PROBLEM DETAILS> Each line from the one that has "the snow-covered ground" through the final line of the listing is to be written out exactly, and no other line is.

DATA UNDER STUDY>
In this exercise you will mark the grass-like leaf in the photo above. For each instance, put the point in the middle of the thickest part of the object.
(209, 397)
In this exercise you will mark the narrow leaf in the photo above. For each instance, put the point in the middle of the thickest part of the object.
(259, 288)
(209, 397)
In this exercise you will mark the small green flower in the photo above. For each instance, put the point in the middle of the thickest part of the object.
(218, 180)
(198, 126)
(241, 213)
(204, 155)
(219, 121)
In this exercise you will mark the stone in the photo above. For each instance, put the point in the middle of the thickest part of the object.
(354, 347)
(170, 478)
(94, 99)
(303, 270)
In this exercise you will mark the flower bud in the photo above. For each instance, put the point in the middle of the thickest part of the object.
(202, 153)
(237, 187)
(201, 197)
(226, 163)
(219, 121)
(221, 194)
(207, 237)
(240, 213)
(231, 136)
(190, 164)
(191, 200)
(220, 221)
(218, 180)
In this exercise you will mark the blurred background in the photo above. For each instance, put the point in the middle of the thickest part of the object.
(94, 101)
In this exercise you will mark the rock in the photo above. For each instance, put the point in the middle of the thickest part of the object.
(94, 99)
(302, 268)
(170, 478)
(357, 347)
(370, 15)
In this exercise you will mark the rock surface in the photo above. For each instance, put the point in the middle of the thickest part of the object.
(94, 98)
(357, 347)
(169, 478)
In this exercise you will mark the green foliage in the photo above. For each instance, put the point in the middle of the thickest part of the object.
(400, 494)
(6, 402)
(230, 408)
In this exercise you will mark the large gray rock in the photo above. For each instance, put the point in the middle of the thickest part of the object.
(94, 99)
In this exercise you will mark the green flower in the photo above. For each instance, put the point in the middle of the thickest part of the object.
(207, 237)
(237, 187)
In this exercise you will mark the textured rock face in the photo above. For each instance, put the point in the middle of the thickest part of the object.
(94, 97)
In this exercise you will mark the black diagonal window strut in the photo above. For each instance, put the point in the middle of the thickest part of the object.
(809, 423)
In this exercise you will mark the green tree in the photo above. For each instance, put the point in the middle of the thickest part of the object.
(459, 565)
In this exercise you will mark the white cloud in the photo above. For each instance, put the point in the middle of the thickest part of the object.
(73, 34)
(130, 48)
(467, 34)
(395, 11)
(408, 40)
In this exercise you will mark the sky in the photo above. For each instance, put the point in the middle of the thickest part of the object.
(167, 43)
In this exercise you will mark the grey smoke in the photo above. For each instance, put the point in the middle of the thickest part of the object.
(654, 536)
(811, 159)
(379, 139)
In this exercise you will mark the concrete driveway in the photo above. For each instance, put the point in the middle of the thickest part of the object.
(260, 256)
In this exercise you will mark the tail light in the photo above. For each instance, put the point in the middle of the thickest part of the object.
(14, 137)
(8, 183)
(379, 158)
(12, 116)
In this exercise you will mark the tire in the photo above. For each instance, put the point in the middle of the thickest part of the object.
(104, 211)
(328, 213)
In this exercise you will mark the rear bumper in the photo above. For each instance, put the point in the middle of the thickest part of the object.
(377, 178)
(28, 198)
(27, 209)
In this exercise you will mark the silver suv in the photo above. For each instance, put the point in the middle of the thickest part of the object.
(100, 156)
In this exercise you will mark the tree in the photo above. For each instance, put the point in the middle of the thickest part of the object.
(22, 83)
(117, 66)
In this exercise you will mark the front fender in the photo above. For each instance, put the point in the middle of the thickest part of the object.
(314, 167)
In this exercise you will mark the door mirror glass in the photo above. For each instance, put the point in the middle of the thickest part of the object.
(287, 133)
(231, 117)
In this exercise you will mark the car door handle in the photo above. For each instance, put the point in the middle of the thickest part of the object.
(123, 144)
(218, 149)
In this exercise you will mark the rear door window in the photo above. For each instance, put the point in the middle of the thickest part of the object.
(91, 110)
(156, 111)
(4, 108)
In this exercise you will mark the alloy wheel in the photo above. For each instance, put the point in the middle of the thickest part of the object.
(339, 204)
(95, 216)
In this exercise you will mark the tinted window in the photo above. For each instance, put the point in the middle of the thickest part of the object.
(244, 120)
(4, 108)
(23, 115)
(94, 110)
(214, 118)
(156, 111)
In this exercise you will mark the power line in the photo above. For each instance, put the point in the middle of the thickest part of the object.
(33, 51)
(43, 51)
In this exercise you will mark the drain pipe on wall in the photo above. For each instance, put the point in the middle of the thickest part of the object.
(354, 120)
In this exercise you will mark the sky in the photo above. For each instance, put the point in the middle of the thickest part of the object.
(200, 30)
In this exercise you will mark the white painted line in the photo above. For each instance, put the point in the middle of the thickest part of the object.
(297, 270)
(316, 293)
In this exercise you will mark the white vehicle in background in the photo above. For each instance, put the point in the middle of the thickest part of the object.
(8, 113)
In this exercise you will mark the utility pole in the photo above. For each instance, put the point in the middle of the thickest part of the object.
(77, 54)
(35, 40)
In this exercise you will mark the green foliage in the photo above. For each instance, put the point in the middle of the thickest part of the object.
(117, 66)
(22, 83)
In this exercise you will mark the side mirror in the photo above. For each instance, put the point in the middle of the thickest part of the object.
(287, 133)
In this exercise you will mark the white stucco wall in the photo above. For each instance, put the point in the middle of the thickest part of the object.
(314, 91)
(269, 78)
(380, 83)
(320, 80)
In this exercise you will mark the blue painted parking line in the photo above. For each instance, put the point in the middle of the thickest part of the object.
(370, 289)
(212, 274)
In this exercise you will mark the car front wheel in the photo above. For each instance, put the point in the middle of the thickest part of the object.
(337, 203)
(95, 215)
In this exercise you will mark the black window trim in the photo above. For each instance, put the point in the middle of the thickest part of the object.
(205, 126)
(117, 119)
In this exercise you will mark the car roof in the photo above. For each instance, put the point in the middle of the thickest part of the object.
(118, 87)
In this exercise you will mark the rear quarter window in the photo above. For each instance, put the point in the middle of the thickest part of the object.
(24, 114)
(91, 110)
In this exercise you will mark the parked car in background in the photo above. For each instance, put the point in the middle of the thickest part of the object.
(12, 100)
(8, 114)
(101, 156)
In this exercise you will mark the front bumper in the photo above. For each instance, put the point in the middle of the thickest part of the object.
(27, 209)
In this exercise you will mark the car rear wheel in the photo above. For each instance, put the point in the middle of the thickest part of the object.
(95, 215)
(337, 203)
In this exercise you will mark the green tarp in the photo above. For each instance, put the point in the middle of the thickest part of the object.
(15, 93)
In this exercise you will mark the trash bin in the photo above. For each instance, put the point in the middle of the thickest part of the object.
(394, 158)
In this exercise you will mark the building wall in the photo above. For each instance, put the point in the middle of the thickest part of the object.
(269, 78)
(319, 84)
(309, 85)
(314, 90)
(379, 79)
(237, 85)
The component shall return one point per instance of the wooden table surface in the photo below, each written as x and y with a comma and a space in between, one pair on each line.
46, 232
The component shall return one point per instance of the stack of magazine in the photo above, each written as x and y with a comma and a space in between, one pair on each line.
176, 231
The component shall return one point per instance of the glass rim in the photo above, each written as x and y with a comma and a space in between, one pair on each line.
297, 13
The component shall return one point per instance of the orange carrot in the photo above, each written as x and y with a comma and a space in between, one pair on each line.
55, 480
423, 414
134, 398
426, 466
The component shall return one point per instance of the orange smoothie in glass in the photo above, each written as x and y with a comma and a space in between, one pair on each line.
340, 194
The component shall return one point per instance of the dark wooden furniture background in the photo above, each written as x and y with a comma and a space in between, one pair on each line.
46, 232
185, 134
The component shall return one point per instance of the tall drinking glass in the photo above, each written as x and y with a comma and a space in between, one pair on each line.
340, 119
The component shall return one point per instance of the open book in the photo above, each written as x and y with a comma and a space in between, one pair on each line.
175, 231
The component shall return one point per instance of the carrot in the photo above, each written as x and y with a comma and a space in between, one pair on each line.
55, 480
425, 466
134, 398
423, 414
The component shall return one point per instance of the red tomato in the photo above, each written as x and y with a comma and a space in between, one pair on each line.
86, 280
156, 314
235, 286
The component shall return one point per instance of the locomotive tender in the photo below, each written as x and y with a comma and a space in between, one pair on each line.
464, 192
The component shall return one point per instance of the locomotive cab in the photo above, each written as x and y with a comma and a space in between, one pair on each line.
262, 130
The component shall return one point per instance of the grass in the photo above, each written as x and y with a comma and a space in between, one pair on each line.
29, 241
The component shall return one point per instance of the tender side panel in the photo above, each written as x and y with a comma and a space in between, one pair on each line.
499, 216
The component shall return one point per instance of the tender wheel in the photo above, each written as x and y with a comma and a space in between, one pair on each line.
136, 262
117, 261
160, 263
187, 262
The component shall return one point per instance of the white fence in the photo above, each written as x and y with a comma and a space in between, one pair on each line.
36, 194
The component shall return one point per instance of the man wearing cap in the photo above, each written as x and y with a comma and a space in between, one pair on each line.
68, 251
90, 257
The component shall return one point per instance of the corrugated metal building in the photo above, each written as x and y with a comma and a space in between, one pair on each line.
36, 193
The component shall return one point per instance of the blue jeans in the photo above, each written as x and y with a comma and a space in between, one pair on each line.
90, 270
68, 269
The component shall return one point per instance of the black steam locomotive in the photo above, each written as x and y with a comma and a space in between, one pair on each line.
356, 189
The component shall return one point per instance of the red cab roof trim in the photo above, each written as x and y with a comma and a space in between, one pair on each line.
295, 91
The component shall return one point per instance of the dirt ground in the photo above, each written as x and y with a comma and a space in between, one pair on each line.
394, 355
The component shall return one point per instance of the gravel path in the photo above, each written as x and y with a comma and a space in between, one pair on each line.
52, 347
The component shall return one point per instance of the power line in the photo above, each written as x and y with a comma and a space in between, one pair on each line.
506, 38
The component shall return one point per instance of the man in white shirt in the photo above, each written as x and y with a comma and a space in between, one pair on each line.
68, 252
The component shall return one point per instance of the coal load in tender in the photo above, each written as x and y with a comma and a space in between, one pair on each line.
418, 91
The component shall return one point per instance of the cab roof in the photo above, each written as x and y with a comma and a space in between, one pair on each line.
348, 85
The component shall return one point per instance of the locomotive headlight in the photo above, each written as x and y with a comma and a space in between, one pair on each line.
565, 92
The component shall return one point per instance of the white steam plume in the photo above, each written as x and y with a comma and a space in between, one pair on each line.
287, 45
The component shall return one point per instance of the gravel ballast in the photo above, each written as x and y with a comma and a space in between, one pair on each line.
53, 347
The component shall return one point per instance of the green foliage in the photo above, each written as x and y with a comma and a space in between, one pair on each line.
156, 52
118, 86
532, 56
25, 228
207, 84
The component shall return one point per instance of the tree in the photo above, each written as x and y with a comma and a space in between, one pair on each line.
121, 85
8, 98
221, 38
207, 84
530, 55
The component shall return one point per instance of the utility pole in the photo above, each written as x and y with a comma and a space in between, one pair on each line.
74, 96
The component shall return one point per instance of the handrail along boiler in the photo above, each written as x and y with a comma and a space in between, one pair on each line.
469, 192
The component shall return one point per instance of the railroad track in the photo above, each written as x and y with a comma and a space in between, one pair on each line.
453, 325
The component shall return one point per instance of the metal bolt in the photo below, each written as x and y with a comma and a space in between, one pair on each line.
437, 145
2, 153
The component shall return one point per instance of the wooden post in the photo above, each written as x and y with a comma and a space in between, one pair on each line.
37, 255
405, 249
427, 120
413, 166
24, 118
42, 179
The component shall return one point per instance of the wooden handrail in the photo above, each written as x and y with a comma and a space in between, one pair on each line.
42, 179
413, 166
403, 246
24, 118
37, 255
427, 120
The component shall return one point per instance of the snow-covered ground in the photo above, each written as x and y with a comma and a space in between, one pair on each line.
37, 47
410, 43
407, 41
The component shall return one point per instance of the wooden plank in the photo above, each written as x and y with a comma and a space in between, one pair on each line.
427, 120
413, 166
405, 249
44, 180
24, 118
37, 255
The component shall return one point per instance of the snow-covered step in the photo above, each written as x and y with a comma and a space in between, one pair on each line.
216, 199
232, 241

REPLY>
The component shall return one point per instance of the snow-covered ground in the photo above, each written as x and y with a comma and a space in between, one pair on each line.
37, 47
410, 43
407, 41
The component shall return one point per instance of the wooden plank in the photo above, each written as x and y with a comma and a space in between, one pair on each line.
427, 120
413, 166
405, 249
44, 180
24, 118
37, 255
The component shall return one point per instance of the snow-covered step in the photo above, each written as x and y with a comma and a space in between, one pair on each line.
216, 199
232, 241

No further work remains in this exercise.